Exercise directions:
Within the records below, reproduce without change the lines from the line that has "Find the black metal" through the line that has "Find the flat", and only those.

Information supplied: Begin

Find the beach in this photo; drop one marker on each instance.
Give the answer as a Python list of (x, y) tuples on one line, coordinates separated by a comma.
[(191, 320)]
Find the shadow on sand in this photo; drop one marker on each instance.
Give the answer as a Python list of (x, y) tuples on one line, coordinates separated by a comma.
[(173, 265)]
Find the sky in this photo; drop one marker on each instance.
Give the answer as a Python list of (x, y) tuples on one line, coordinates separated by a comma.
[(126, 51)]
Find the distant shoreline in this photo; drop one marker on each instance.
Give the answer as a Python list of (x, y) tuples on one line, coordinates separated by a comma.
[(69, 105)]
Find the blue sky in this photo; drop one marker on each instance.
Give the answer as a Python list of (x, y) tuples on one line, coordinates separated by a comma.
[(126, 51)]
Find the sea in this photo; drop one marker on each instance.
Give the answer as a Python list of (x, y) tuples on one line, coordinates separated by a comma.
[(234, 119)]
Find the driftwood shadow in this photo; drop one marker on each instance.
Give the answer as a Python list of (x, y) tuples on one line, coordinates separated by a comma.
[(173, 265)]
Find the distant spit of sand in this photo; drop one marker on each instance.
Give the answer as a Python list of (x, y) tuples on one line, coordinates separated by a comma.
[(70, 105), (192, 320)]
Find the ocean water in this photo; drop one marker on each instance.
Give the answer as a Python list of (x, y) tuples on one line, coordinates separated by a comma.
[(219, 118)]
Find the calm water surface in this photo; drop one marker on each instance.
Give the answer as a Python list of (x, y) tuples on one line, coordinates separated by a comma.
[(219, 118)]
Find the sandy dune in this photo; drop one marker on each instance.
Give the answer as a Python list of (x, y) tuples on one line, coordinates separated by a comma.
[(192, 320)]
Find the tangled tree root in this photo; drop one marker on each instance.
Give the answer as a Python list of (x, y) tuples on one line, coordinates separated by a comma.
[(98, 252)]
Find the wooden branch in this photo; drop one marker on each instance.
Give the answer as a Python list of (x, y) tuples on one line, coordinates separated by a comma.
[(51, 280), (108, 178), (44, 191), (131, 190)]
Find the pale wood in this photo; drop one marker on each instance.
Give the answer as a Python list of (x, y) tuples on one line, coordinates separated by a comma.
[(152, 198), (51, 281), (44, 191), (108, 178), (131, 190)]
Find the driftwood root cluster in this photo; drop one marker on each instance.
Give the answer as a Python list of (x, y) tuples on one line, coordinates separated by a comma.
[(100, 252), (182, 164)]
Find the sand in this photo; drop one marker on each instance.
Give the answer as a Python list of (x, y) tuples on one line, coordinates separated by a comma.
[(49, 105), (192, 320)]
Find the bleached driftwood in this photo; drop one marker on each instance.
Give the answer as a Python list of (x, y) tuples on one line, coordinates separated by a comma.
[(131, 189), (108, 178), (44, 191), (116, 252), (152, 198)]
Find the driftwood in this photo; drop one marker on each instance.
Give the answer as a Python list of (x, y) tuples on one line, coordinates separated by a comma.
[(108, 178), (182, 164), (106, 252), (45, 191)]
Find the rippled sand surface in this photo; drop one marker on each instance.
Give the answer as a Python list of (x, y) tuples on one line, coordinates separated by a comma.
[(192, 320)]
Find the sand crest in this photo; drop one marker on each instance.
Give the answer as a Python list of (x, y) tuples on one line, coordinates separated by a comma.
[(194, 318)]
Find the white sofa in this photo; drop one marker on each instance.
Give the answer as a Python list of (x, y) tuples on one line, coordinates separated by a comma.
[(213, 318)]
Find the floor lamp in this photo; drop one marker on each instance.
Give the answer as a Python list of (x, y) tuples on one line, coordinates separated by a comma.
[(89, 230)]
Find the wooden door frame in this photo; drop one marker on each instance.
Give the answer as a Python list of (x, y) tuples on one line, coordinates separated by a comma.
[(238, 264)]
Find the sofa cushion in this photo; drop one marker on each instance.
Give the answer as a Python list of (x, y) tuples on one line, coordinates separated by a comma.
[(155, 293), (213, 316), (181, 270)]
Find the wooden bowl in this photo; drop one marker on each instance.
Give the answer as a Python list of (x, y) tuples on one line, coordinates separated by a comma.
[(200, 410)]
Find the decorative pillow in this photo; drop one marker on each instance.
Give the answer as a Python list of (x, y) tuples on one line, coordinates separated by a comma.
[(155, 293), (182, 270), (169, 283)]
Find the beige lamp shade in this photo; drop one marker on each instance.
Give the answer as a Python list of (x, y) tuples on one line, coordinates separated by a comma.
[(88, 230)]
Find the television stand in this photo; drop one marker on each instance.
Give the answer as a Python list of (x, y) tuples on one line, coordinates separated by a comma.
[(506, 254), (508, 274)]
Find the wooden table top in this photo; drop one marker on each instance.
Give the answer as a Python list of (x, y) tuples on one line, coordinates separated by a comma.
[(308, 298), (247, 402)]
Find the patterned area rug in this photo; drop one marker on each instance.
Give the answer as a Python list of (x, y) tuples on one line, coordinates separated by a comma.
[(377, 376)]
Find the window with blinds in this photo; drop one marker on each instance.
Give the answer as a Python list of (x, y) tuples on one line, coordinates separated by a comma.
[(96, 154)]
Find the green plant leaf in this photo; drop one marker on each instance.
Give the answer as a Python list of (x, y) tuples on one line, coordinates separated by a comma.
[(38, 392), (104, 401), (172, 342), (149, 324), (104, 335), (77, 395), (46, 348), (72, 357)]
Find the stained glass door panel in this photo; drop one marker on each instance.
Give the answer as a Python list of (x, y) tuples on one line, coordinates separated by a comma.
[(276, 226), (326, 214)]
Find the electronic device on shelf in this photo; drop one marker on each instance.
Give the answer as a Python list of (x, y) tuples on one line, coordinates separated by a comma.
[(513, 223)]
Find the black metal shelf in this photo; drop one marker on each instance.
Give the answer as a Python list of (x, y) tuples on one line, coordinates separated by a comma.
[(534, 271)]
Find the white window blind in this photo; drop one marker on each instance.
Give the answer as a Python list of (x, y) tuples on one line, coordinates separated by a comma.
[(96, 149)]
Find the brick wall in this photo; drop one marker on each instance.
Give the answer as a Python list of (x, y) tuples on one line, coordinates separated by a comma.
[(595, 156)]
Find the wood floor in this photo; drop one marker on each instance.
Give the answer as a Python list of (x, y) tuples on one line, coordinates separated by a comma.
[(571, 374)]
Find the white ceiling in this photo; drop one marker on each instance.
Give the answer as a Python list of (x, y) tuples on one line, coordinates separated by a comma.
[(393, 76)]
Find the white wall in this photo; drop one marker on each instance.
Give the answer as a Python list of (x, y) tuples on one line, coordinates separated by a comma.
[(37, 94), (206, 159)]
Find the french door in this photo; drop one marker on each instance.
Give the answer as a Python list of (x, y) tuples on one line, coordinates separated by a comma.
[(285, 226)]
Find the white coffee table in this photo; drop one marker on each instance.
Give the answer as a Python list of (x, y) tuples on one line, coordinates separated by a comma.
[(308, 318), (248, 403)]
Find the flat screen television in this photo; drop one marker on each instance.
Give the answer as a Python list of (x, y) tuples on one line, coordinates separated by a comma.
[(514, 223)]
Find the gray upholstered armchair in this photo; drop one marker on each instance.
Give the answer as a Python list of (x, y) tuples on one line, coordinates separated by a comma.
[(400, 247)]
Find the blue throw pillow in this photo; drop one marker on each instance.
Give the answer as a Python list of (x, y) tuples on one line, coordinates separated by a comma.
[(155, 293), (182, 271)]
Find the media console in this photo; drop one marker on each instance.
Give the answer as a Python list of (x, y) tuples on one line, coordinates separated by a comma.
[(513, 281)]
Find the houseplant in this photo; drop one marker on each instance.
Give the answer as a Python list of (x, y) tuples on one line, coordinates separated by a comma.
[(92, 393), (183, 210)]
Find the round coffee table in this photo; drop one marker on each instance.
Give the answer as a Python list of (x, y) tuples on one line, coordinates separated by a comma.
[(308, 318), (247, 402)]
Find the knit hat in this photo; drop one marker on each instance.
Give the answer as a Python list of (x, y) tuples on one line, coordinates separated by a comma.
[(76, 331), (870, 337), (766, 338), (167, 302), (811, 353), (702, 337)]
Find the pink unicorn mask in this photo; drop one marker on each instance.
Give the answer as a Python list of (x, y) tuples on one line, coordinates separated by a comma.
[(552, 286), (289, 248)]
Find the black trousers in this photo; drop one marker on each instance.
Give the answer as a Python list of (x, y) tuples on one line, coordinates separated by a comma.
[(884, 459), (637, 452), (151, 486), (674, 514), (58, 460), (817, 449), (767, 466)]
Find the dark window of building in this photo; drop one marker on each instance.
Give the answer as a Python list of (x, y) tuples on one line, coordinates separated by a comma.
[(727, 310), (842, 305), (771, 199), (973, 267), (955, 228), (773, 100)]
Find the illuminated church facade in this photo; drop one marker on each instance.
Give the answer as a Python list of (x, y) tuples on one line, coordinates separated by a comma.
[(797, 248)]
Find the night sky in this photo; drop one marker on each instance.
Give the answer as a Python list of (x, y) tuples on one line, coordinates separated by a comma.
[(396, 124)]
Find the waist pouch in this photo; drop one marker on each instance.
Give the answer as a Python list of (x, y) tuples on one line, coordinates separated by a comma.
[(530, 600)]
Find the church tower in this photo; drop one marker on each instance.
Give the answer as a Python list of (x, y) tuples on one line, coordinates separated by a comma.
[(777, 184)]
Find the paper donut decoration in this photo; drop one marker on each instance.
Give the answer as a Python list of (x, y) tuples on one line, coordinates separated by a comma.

Information supplied: End

Your response:
Find the black metal shelf in this photo; drop one marker on each instance.
Give the answer as a Python list of (x, y) tuples on one line, coordinates separated by a comma.
[(534, 271)]
Find the white window blind in this photo; drop one marker on each instance.
Give the answer as a Python list of (x, y) tuples on one line, coordinates separated by a comma.
[(96, 149)]
Find the brick wall in this photo; drop one marker on each instance.
Give the answer as a Python list of (x, y) tuples on one line, coordinates separated by a comma.
[(595, 156)]
Find the wood floor in this photo; drop one marker on each instance.
Give the answer as a Python list of (x, y) tuples on one line, coordinates separated by a comma.
[(571, 374)]
Find the white ceiling in this photo; drop one marker on each instance.
Give the answer as a Python list of (x, y) tuples on one line, coordinates separated by a comma.
[(393, 76)]
Find the white wall in this photo; drop one marker on each instance.
Give the answer as a Python list of (x, y) tuples on one line, coordinates separated by a comma.
[(37, 94), (206, 159)]
Find the french door in this photo; drop one marker on each instance.
Give the answer as a Python list of (x, y) tuples on one line, coordinates separated by a comma.
[(285, 226)]
Find the white coffee table in this photo; drop one marker on each instance.
Give the answer as a Python list of (x, y) tuples on one line, coordinates separated by a comma.
[(308, 318), (248, 403)]
Find the flat screen television in this photo; drop one marker on each instance.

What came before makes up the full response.